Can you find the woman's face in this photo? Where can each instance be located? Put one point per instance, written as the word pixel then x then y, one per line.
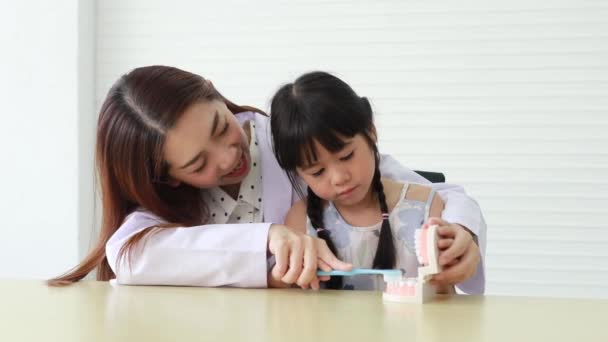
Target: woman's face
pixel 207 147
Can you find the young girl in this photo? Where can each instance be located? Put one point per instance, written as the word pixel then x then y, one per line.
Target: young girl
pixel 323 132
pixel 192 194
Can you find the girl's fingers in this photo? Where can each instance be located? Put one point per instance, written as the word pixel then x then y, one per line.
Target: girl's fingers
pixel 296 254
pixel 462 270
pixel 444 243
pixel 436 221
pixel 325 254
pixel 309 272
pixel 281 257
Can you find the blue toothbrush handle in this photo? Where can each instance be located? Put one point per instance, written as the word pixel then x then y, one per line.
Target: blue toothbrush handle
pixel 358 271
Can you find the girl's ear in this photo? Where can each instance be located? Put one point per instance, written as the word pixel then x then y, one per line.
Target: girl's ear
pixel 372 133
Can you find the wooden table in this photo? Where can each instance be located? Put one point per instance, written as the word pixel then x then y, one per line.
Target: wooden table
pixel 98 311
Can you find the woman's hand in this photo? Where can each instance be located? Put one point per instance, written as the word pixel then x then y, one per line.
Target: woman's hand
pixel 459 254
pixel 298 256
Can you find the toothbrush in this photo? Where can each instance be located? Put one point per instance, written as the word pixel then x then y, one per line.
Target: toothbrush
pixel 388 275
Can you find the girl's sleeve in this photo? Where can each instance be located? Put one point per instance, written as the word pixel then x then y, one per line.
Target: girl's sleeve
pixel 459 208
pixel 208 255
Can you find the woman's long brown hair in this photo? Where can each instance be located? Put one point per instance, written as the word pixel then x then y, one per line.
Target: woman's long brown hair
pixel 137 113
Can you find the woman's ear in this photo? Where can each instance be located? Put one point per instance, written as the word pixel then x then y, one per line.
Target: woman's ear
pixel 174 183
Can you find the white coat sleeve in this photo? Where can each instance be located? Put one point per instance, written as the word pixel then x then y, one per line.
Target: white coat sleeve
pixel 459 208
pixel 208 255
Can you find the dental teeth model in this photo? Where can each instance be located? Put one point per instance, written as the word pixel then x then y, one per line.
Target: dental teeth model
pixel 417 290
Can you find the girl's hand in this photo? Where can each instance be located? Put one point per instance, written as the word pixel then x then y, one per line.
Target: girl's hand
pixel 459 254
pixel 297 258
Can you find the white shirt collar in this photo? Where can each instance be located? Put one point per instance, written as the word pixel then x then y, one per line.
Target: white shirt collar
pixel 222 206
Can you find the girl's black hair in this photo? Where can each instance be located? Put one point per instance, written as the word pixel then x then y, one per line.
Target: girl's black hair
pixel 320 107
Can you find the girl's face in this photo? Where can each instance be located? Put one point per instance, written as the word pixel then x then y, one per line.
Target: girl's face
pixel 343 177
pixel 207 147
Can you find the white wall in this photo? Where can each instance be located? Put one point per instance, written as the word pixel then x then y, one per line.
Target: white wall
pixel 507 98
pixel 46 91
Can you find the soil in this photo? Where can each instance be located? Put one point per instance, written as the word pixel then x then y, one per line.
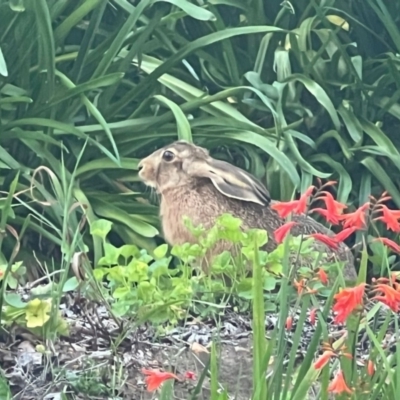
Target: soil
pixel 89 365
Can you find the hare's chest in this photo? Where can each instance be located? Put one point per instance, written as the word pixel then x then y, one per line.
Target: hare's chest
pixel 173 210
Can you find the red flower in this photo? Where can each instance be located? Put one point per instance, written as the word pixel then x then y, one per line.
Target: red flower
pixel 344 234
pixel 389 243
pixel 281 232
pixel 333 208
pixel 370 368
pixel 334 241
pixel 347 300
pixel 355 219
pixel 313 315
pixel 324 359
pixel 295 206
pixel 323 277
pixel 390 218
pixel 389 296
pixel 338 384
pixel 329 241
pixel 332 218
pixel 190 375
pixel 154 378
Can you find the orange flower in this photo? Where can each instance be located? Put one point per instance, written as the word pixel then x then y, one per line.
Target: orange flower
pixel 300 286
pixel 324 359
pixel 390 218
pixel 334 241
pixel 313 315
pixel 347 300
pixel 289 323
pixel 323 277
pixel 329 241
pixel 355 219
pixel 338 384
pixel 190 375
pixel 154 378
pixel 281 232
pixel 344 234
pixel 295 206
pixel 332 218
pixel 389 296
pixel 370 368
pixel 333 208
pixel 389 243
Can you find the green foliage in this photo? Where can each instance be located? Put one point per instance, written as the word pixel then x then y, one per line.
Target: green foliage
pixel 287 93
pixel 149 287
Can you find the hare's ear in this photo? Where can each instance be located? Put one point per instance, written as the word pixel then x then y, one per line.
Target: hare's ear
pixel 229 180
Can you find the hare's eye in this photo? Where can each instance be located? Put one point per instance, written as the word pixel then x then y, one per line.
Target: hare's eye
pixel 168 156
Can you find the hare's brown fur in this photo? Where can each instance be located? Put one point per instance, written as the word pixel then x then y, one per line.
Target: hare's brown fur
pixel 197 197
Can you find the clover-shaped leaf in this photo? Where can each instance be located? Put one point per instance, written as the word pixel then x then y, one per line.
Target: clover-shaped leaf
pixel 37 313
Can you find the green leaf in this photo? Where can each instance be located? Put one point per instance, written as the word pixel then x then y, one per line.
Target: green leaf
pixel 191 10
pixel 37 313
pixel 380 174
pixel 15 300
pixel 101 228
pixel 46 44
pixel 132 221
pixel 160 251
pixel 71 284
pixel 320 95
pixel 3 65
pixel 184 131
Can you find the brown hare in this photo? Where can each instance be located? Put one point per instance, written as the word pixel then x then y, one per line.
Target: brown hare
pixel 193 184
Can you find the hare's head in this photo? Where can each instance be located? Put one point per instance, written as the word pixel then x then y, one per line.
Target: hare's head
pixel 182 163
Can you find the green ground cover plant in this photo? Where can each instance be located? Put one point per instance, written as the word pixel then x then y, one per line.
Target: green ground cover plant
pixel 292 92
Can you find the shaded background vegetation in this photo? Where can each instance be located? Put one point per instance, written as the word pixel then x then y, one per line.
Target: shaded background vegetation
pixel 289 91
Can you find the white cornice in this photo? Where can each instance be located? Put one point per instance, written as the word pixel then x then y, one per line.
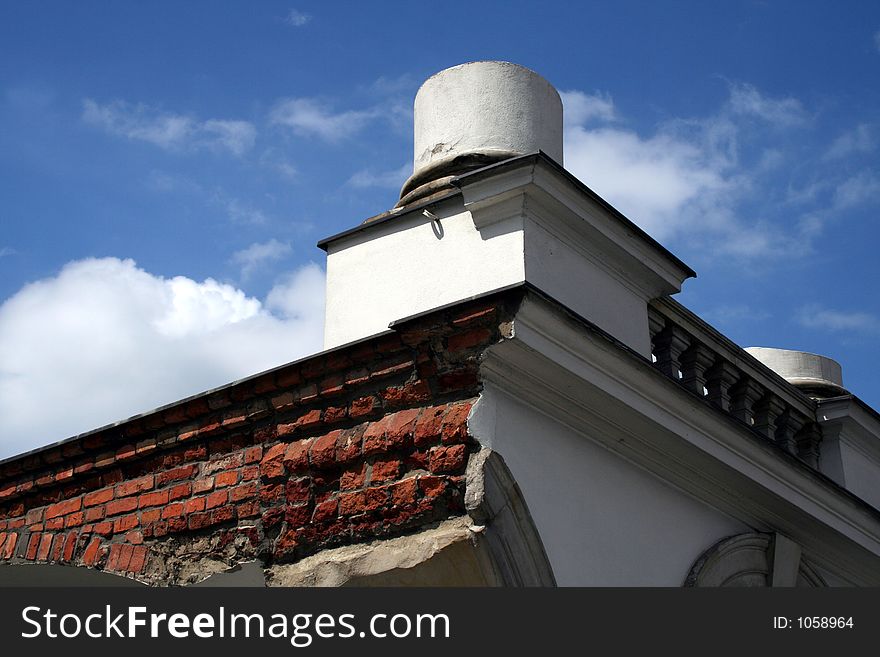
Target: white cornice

**SET PROBLEM**
Render all of the entries above as a JSON list of strings, one string per line, with blank lines left out and the pictures omitted.

**RESULT**
[
  "Can you find the woman's face in this photo? Where can each instance be located? Put one point per instance, written as the word pixel then x then y, one per line.",
  "Target: woman's face",
  "pixel 207 147",
  "Can you find the young girl in this photo? Where can each instance be located? Put one point per instance, written as the word pixel then x then y, one per line.",
  "Target: young girl",
  "pixel 323 132",
  "pixel 192 194",
  "Can you find the girl's fingers in this photo? Where can each instance be located? Put one point per instance, written as the word pixel then x then y, one per line.",
  "Target: girl's fingers",
  "pixel 296 254",
  "pixel 462 270",
  "pixel 444 243",
  "pixel 436 221",
  "pixel 325 254",
  "pixel 309 272",
  "pixel 281 257",
  "Can you find the blue toothbrush handle in this photo? Where can each instance be located? Put one point per instance, written as the word pixel then x then y, one per line.",
  "Target: blue toothbrush handle",
  "pixel 358 271",
  "Can you find the girl's ear in this photo? Where can each instance be located? Put one point per instance, written as the word pixel then x then y, one per line.",
  "Target: girl's ear",
  "pixel 372 133",
  "Can you find the wooden table in this photo? Where can each instance be located? Put one point per instance, written as the word pixel then x then y, one per line.",
  "Target: wooden table",
  "pixel 98 311",
  "Can you find the woman's hand in this photo? Where can each instance be located? Put one point per instance, written as the word pixel then x then y, one per line.",
  "Target: woman's hand",
  "pixel 459 254",
  "pixel 298 256",
  "Can you find the toothbrush in this photo? Where can each instance be located? Put one point per instance, written as the word pixel then x then y, one per line.",
  "Target: toothbrush",
  "pixel 388 275",
  "Can you find the girl's sleeve in this photo? Where can each instance be located? Put one point per instance, written as the word pixel then x then y, one per line.",
  "Target: girl's sleeve",
  "pixel 459 208",
  "pixel 208 255",
  "Can you find the woman's long brown hair in this photo? Where can each instance be located? Put one point per instance, written as the word pixel then x then y, one per line.",
  "Target: woman's long brown hair",
  "pixel 137 113",
  "Can you find the woman's ear in this photo? Where can each instance be located? Put one point per instance, written as the word pixel then x then y, one per line.",
  "Target: woman's ear",
  "pixel 174 183",
  "Can you find the white coat sleeve in this photo? Where can each instance be located? Put one point per instance, written as the word pixel then x then y, one per line.",
  "Target: white coat sleeve",
  "pixel 459 208",
  "pixel 208 255",
  "Can you find the dental teeth model in this photo? Where can each instance be located? Put one point per instance, written as the word pixel then x then y, one per line.",
  "Target: dental teeth model",
  "pixel 417 290",
  "Can you find the girl's hand in this photo? Where can each instance be located? Put one point per instance, written as the word pixel then x then y, one per line.",
  "Target: girl's hand",
  "pixel 459 254",
  "pixel 297 258",
  "Can you find the white shirt collar in this photo? Where can each instance be located? Put one point per instance, written as the word pixel then x then y, one per line.",
  "Target: white shirt collar",
  "pixel 222 206",
  "Can you find the girl's black hair in this photo? Where can each instance be located? Put one point per instance, written as the word pixel then x then y, one per line.",
  "Target: girl's black hair",
  "pixel 320 107",
  "Can you find the girl's face in this photo? Where can each instance be located? Put one point per instance, written as the word pixel then x then y, one per line.",
  "Target: girl's face",
  "pixel 343 177",
  "pixel 207 147",
  "Can you find the white wall in this photo? Where can each instance be located? Put one point per instance, written as the word pixel then x then y, one per line.",
  "Target: white wall",
  "pixel 507 98",
  "pixel 46 91",
  "Can you find the soil in this photo? Where can each instance be located? Put one point per instance, written as the word pixel then x then y, one per line.",
  "Target: soil",
  "pixel 89 365",
  "Can you find the hare's chest in this photo? Where can each instance be located? Put one point per instance, written as the word pixel then x then y, one per line.",
  "Target: hare's chest",
  "pixel 173 210",
  "Can you find the red flower in this photo? Where can each instance be located? Put one point per instance, written as the word pixel then x then y, one per line.",
  "Target: red flower",
  "pixel 344 234",
  "pixel 389 243",
  "pixel 281 232",
  "pixel 333 208",
  "pixel 370 368",
  "pixel 334 241",
  "pixel 347 300",
  "pixel 355 219",
  "pixel 313 315",
  "pixel 324 359",
  "pixel 295 206",
  "pixel 323 277",
  "pixel 390 218",
  "pixel 389 296",
  "pixel 338 384",
  "pixel 329 241",
  "pixel 332 218",
  "pixel 190 375",
  "pixel 154 378",
  "Can you find the orange flower in this photo? Where can each instance be located? Put one point per instance, written as the word pixel then x then y, one per line.",
  "Target: orange flower",
  "pixel 300 286",
  "pixel 324 359",
  "pixel 390 218",
  "pixel 334 241",
  "pixel 313 315",
  "pixel 347 300",
  "pixel 289 323",
  "pixel 323 277",
  "pixel 329 241",
  "pixel 355 219",
  "pixel 338 384",
  "pixel 190 375",
  "pixel 154 378",
  "pixel 281 232",
  "pixel 344 234",
  "pixel 295 206",
  "pixel 332 218",
  "pixel 389 296",
  "pixel 370 368",
  "pixel 333 208",
  "pixel 389 243",
  "Can you find the green foliage in this photo? Where can each instance be located? Put one point per instance, written as the word pixel then x then y, one per line.",
  "Target: green foliage",
  "pixel 287 93",
  "pixel 149 287",
  "Can you find the hare's ear in this photo? Where can each instance be located? Put one point per instance, written as the word pixel then x then y, one per line.",
  "Target: hare's ear",
  "pixel 229 180",
  "Can you find the hare's eye in this photo? Where can each instance be located? Put one point per instance, written as the word pixel then x then y, one per line.",
  "Target: hare's eye",
  "pixel 168 156",
  "Can you find the hare's brown fur in this photo? Where can each instance be located? Put one point per instance, written as the word pixel then x then y, one per line.",
  "Target: hare's brown fur",
  "pixel 197 197",
  "Can you find the clover-shaped leaf in this photo? Where can each instance be located? Put one point per instance, written as the word pixel then x then y, one per line.",
  "Target: clover-shaped leaf",
  "pixel 37 313",
  "Can you find the green leaf in this photo? Where can each instance be located? Put one point per instance, written as the word pixel then x then y, one per line.",
  "Target: green leaf",
  "pixel 191 10",
  "pixel 37 313",
  "pixel 380 174",
  "pixel 15 300",
  "pixel 101 228",
  "pixel 46 44",
  "pixel 132 221",
  "pixel 160 251",
  "pixel 71 284",
  "pixel 320 95",
  "pixel 3 65",
  "pixel 184 131",
  "Can you find the brown hare in this photo? Where can each instance be located? Put one point per instance, written as the word pixel then x then y, one per line.",
  "Target: brown hare",
  "pixel 193 184",
  "Can you find the hare's head in this photo? Where can each instance be located? Put one point per instance, written as the word pixel then x then y, one per line.",
  "Target: hare's head",
  "pixel 182 163",
  "Can you find the green ground cover plant in this photo? Where can each instance be located? Put one point per instance, written as the word pixel then x then y, one per line.",
  "Target: green ground cover plant",
  "pixel 292 92",
  "Can you find the shaded background vegetation in this photo? Where can each instance be located? Put one point per instance, written as the word pixel then x then y, one per line.",
  "Target: shaded background vegetation",
  "pixel 289 91",
  "Can you find the white cornice in this photo? Where can each instance be located? Put one point per instance, written as the word pixel then x then y, one per line.",
  "Target: white cornice"
]